TASK TO CARRY OUT: Every line of the records that holds the word "train" should be copied out.

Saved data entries
——————————
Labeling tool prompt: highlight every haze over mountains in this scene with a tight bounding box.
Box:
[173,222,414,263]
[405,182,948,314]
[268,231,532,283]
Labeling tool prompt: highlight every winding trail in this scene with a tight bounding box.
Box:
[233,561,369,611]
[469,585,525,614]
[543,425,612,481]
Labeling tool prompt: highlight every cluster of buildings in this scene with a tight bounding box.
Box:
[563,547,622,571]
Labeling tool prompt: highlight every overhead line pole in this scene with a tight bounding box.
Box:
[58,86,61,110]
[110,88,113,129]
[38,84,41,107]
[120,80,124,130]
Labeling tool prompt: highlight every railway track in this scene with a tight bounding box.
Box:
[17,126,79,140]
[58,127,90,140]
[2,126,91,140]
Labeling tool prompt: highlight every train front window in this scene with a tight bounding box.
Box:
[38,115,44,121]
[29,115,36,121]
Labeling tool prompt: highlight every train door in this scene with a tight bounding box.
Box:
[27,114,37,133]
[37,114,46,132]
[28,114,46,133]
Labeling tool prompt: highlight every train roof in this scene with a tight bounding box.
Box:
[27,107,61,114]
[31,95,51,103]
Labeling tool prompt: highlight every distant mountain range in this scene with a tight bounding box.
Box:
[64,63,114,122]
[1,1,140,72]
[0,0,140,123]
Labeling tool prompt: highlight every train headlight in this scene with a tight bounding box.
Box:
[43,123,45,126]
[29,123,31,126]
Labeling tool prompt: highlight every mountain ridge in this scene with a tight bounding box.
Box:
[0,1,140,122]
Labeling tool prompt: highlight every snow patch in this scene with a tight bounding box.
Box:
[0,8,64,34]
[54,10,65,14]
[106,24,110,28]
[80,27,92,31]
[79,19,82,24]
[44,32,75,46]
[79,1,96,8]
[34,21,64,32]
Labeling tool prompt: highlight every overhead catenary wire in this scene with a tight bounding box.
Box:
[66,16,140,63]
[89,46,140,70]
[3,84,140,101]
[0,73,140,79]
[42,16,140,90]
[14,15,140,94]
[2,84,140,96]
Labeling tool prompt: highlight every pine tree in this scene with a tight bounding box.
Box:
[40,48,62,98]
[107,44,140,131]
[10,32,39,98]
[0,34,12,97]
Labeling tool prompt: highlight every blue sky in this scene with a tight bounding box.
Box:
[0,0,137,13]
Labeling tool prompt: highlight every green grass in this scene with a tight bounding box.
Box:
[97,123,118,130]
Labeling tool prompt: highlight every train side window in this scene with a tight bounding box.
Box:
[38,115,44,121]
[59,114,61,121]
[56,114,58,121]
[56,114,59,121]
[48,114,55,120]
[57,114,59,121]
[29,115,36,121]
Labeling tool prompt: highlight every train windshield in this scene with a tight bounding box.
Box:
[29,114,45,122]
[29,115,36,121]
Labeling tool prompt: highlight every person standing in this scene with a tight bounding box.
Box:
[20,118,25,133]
——————————
ANSWER BELOW:
Labeling tool prompt: highlight every train front window in this scene with a tight bounding box.
Labeling tool prompt: highlight every train door in this scene with a tight bounding box.
Labeling tool prompt: highlight every train roof in this scene with a tight bounding box.
Labeling tool prompt: highlight every train headlight in this scene with a tight bounding box.
Labeling tool prompt: highlight every train side window in this scene with a tight bounding box.
Labeling tool prompt: highlight every train windshield in this scene with a tight bounding box.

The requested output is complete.